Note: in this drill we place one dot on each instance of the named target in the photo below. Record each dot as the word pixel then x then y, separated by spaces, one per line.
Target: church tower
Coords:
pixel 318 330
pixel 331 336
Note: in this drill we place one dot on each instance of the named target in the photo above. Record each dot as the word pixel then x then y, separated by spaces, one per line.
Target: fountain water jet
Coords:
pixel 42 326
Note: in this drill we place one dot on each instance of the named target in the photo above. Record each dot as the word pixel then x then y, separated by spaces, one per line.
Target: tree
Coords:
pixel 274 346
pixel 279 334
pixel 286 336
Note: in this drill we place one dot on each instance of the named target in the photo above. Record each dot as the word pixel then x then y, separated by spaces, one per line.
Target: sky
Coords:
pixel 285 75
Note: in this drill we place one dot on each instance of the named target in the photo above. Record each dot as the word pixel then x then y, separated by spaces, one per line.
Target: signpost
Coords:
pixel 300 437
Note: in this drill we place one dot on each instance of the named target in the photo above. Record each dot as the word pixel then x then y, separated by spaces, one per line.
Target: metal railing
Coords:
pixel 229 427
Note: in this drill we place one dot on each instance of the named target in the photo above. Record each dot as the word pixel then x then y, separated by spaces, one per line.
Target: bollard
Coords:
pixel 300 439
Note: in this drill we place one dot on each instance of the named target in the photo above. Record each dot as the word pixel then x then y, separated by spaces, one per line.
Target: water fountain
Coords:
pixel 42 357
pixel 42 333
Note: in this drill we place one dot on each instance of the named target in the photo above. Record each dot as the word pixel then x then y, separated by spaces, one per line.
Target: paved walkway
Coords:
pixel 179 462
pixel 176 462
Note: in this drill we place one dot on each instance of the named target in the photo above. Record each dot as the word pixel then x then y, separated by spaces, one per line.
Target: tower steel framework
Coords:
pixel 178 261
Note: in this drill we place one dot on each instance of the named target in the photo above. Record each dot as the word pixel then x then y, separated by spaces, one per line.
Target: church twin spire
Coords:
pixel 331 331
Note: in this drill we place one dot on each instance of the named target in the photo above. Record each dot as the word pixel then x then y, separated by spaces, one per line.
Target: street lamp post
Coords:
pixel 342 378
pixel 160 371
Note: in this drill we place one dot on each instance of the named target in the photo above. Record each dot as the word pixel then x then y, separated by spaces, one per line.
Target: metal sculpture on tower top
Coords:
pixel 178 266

### Exercise aim
Exactly as they stand, restate all the lines of the listing.

### Response box
Note: in this drill we place one dot on each instance of the named target in the photo below. Record each dot as the word pixel then x then y, separated by spaces, one per line.
Target: church tower
Coords:
pixel 318 330
pixel 331 336
Note: in this drill we place one dot on each instance of the named target in the photo above. Record each dot as the word pixel then x then y, separated by spaces, one per line.
Target: fountain water jet
Coords:
pixel 42 326
Note: in this drill we place one dot on each instance of the named target in the photo above. Record each dot as the word pixel then x then y, separated by spaces, one per line.
Target: tree
Coords:
pixel 274 346
pixel 279 334
pixel 286 336
Note: in this drill we place one dot on each instance of the named target in the photo above. Record each dot as the word pixel then x then y, separated by spaces, one per line.
Target: sky
Coords:
pixel 285 75
Note: in this drill we place one dot on each instance of the named target in the photo above. Record each dot as the word pixel then x then y, separated by spaces, one per line.
Target: signpost
Coords:
pixel 300 437
Note: in this drill we place one dot on each instance of the named target in the photo above. Record each dot as the word pixel then x then y, separated by spaces, one per line.
Target: metal railing
Coords:
pixel 229 427
Note: in this drill we place one dot on each instance of the named target in the photo above. Record each dot as the word pixel then x then y, separated by spaces, one per line.
Target: bollard
Coords:
pixel 300 439
Note: in this drill we place one dot on each instance of the named target in the photo above. Record each dot as the word pixel then x then y, separated by spaces, one per line.
Target: water fountain
Coords:
pixel 42 357
pixel 42 333
Note: in this drill we place one dot on each instance of the named target in the photo above. Record each dot as the word pixel then x then y, separated by spaces, one per line.
Target: paved walkway
Coords:
pixel 179 462
pixel 176 462
Note: in this drill we place one dot on each instance of the named target in the photo above. Record each dot as the word pixel then x then y, separated by spaces, one per line.
Target: tower steel framework
Coords:
pixel 178 261
Note: in this drill we place one dot on each instance of the named target in the photo above. Record each dot as the word pixel then x then y, separated by spaces, one per line.
Target: church twin spire
Coords:
pixel 331 331
Note: in this drill we place one dot on each instance of the named target in the photo above. Record each dot as the word pixel then x then y, separated by spaces, one per line.
Target: street lamp post
Coords:
pixel 342 378
pixel 160 371
Note: in this drill we place one dot on each instance of the named target in the photo above. Record each dot as the word pixel then x then y, separated by spaces, one per line.
Target: metal sculpture on tower top
Coords:
pixel 178 266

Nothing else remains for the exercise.